McKinney, Hubbard vie for a seat among USC trustees

Two men with long ties to the University of South Carolina are vying for a single position on the school's board of trustees, giving state legislators a tougher-than-usual decision in what is often a quiet vote for re-election.

William C. Hubbard, a Columbia attorney who has served on the board since 1986, is being challenged by Russ McKinney, who served as USC's spokesman for 20 years before leaving that post last year.

Both men, along with other candidates for public boards and commissions, will meet with a legislative screening committee in January. The General Assembly is expected to vote for board and commission members in April or May, depending on the agenda of the legislative session.

Some legislators, unwilling to speak publicly about individual candidates because they have not appeared before the screening committee, are quietly hoping for some changes to USC's board, which is stocked with many longtime members.

Excluding ex officio members, USC's board members have served an average of just under 15 years, according to USC.

That average length of service is roughly the same as that of the 13 members of Clemson University's board of trustees, seven of whom have lifetime appointments. The 17 members of the College of Charleston's board have served an average of seven years.
———
In the article about the USC trustees race, rewrite the stretch from "William C. Hubbard, a" through "post last year.", substituting "press secretary" for "spokesman".

> MATERIAL SHOWN
———
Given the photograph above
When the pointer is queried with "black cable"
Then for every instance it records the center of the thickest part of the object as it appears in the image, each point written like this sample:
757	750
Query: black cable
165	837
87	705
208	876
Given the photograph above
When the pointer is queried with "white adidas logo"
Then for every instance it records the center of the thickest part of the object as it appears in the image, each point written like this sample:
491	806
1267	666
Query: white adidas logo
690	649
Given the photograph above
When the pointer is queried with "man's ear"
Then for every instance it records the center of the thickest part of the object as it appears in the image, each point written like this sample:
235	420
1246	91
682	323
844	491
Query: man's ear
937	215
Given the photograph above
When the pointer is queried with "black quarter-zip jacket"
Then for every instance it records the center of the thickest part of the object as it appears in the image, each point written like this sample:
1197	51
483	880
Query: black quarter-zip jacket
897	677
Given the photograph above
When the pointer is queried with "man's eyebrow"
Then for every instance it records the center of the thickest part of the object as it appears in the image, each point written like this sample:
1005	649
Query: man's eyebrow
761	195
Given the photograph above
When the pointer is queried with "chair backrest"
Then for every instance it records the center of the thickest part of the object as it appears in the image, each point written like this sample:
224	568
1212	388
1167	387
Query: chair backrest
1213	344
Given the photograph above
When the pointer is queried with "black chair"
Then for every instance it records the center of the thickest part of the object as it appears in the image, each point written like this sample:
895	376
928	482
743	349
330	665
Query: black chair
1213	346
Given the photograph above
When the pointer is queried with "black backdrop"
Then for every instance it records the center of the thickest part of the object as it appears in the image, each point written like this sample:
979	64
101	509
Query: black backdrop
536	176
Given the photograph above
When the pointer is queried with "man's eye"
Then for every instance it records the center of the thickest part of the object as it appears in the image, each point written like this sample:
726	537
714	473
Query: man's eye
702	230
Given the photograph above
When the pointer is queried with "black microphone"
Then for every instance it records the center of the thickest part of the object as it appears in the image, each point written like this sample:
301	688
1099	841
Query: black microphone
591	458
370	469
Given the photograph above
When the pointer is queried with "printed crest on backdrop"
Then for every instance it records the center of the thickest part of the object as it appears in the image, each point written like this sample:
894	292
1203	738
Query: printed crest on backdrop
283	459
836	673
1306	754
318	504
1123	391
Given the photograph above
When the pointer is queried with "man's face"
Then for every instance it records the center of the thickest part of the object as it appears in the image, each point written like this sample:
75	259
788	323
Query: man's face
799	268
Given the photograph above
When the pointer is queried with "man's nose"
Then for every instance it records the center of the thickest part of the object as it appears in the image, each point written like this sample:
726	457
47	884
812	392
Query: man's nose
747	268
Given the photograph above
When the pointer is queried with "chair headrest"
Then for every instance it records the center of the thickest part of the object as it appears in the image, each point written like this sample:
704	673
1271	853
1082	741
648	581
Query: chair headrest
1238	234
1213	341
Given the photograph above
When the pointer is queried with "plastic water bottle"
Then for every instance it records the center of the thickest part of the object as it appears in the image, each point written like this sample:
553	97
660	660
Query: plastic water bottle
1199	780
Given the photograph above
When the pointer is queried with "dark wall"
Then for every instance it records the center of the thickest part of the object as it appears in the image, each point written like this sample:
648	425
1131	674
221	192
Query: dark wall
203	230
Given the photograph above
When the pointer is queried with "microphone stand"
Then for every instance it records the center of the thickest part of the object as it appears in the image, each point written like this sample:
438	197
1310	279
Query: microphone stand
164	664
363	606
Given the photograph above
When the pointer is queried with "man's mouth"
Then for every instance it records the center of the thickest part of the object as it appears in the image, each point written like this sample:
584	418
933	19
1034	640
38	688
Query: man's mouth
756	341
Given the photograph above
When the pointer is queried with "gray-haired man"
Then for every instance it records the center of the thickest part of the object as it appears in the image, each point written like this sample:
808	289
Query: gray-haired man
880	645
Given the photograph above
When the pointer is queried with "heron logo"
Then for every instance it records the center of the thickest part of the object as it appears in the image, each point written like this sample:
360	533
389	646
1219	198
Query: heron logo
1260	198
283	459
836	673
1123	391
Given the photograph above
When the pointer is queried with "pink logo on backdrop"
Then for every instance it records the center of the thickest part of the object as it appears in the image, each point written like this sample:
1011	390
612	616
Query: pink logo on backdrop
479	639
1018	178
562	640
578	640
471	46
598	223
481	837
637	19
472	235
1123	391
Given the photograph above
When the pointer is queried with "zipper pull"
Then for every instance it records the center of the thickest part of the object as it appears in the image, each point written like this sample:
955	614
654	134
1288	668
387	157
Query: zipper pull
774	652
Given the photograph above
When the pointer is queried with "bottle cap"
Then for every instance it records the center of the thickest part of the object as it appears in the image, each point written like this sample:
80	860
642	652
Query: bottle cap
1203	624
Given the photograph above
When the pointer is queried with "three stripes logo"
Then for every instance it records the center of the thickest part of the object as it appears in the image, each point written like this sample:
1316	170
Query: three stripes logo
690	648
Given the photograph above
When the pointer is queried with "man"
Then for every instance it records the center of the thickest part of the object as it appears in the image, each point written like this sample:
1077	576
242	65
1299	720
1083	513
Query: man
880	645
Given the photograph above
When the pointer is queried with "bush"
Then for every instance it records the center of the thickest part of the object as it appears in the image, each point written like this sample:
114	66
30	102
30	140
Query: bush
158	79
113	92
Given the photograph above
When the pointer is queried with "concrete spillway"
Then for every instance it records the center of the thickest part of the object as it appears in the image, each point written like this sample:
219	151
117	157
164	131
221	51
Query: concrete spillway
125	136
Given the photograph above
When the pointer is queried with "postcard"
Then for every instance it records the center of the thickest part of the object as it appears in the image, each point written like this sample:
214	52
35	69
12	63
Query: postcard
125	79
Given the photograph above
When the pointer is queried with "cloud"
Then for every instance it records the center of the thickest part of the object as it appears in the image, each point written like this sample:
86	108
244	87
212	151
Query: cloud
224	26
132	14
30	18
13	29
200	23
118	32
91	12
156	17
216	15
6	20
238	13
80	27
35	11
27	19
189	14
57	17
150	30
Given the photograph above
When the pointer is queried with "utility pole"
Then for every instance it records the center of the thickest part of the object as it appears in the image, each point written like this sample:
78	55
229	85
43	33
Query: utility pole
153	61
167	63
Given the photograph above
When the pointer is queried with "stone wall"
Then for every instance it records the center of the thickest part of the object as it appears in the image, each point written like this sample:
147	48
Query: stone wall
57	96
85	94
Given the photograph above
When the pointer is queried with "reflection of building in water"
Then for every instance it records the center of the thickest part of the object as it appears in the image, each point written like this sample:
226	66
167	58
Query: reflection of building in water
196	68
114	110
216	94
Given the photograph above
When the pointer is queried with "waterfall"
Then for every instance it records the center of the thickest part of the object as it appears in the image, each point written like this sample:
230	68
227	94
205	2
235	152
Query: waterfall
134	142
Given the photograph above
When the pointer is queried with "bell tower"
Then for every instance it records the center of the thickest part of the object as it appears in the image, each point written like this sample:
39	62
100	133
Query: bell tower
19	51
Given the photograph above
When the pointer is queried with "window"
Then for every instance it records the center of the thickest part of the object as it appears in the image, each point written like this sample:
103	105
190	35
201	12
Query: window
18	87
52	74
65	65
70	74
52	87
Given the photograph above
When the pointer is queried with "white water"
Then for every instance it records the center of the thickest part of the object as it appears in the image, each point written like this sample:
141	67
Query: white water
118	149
———
> RESPONSE TO THIS TASK
William C. Hubbard, a Columbia attorney who has served on the board since 1986, is being challenged by Russ McKinney, who served as USC's press secretary for 20 years before leaving that post last year.